- **EXCERPT TO READ**

WINDSOR TERRACE — As a top Democrat called on Governor Andrew Cuomo to resign and GOP assembly members drafted a resolution to impeach him, the governor received some support from rank-and-file Democrats in the assembly.
A group of at least 20 women, all Democrats, issued a statement against the idea of resignation. Instead, the lawmakers stated, the investigation led by Attorney General Letitia James should conclude before any decisions are made.
“We believe that the Attorney General will exercise due process and expediency in her deliberations,” a statement from the assembly members read. “We request that she be allowed the appropriate time to complete her investigation rather than undermine her role and responsibility as the chief law enforcement officer of the state of New York.”
On Sunday, Senate Majority Leader Andrea Stewart-Cousins called for Cuomo to resign amid a growing number of harassment accusations and the nursing home scandal. She said in a statement that the governor needs to “seriously consider whether he can effectively meet the needs of the people of New York.”
A day later, GOP assembly leader Will Barclay announced that Republican lawmakers would soon introduce an impeachment resolution against Cuomo.
On March 6, two more women came forward with claims of sexual harassment against the governor — bringing the total number of accusers to five.
That number jumped to six on March 9, when the Albany Times Union reported that a woman who worked in the Cuomo Administration had filed a complaint against the governor charging that he had inappropriately touched her. The incident took place in the governor’s mansion last year, the Times Union reported. The woman, who still works in the administration, was not identified.
Ana Liss, a policy aide who worked for Cuomo from 2013 to 2015, accused him of inappropriate behavior. Karen Hinton, who worked as a press aide when Cuomo was the secretary of Housing and Urban Development in the Clinton Administration, accused him of acting inappropriately.
Cuomo has remained defiant amid the turmoil, stating on Sunday that there is “no way I resign.”
As the scandal continued to escalate, the State Legislature voted on Friday, March 5, to strip Cuomo of his power to unilaterally issue executive orders to battle the COVID-19 pandemic.
The State Senate voted 43-20 for a bill that would prevent Cuomo from issuing new executive orders without lawmakers’ approval. However, the same bill would permit the governor to extend executive orders he has already issued. The Assembly approved the bill by a 107-43 vote.

- **DIRECTIONS**
Answer these questions from the article on Governor Cuomo.
1. Who was leading the investigation that the group of Democratic women wanted concluded before any decisions were made?
2. Which GOP assembly leader announced that Republican lawmakers would introduce an impeachment resolution?
3. By what vote did the State Senate pass the bill limiting Cuomo's executive orders?

- **SUPPLIED INFORMATION**

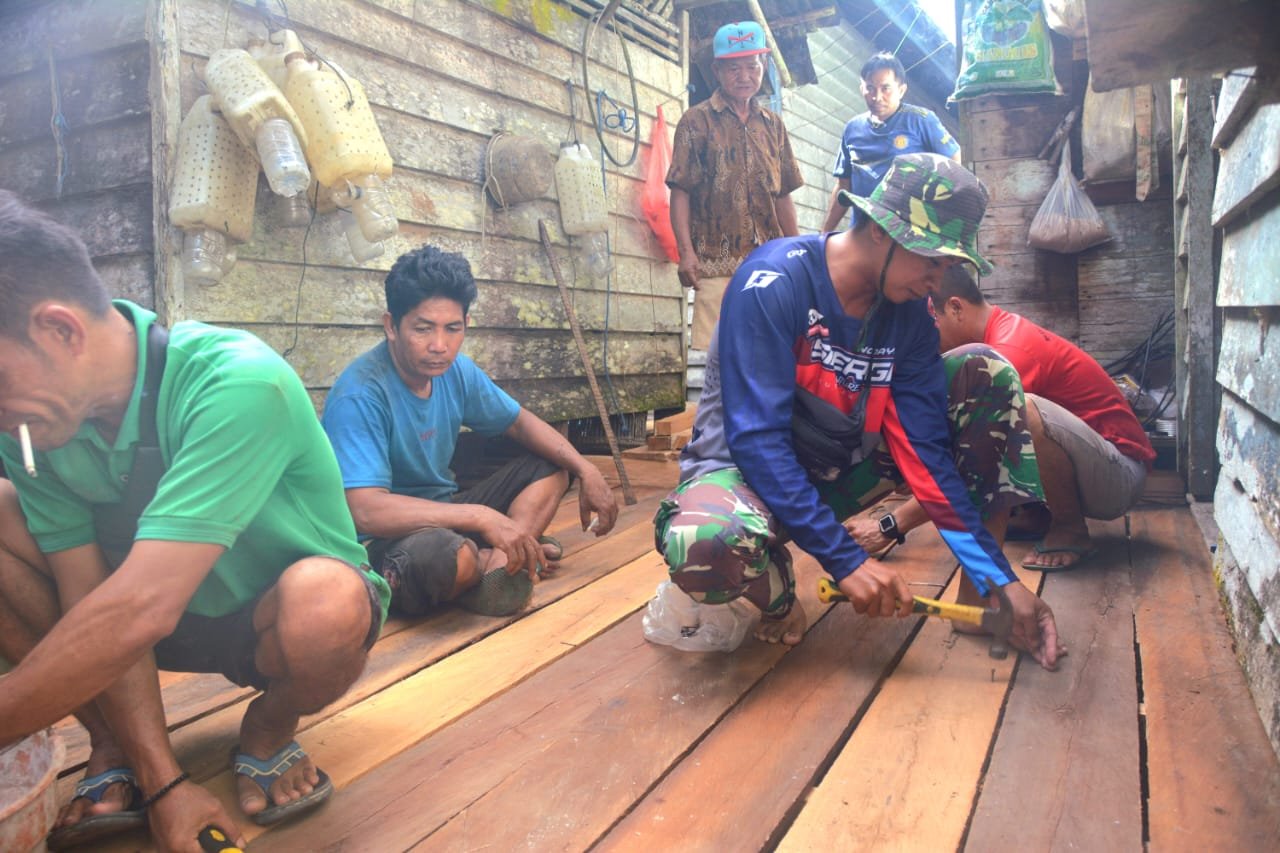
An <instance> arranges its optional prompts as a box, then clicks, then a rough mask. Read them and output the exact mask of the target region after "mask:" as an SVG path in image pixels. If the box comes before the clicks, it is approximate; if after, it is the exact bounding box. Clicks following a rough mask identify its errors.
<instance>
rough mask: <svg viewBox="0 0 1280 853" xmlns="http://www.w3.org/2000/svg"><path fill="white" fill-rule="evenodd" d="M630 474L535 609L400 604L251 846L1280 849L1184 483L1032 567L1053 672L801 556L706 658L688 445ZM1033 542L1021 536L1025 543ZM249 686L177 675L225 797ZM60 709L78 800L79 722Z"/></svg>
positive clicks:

* * *

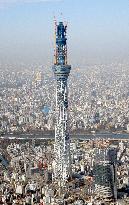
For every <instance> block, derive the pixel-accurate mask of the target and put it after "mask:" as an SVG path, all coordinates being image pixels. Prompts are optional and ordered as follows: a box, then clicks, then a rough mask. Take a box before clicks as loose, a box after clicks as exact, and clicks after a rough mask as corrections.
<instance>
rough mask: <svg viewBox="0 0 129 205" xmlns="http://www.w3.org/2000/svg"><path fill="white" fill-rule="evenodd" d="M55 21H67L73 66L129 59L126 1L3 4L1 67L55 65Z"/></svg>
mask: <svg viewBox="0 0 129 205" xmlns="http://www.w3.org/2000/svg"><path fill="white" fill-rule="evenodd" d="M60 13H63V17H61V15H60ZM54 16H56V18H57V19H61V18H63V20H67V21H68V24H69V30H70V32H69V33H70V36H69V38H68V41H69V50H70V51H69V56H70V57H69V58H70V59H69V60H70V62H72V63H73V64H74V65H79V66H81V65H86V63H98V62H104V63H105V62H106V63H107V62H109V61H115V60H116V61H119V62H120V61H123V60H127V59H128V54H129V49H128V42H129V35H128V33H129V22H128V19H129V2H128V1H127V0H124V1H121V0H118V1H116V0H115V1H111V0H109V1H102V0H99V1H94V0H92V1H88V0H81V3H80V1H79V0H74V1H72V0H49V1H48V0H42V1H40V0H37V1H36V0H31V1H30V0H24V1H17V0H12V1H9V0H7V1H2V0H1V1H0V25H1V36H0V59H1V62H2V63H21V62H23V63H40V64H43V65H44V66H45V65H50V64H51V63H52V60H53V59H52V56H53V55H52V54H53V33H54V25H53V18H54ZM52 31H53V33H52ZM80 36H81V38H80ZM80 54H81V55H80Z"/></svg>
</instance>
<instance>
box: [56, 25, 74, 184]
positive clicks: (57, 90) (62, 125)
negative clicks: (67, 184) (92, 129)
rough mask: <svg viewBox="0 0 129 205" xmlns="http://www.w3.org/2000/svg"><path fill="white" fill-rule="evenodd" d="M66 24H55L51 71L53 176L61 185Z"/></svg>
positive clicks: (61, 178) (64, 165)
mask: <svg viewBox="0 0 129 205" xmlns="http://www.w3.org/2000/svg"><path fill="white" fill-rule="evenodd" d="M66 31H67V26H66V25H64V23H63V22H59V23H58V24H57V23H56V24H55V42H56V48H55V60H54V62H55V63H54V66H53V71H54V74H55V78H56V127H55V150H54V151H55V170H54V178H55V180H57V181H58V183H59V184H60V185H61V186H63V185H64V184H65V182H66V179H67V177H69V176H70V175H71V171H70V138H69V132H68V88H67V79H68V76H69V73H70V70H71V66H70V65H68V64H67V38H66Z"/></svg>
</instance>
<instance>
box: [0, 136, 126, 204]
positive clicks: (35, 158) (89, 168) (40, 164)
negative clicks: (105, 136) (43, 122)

...

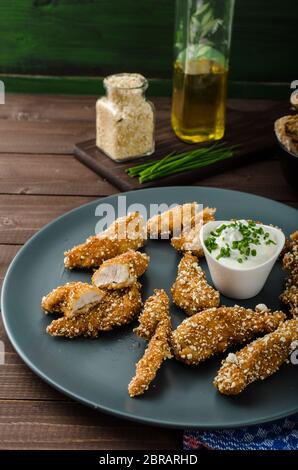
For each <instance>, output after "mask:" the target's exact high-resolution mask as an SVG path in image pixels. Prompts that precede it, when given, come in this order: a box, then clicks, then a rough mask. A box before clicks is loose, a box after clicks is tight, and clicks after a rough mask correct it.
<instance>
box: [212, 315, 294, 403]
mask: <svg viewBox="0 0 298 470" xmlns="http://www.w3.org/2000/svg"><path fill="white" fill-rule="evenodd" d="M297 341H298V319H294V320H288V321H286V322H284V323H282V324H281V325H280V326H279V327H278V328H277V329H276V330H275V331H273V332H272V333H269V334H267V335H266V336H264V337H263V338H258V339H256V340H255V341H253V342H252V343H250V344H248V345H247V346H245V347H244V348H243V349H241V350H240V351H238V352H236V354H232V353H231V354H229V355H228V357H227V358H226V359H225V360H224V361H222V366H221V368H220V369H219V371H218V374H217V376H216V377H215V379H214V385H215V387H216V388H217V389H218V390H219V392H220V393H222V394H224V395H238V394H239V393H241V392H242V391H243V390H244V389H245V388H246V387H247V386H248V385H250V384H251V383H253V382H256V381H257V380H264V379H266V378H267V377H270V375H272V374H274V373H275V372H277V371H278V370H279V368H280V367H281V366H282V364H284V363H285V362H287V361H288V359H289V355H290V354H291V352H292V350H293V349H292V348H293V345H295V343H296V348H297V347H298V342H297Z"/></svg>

- **PROBLEM SOLUTION**
1. Attorney General Letitia James
2. Will Barclay
3. 43-20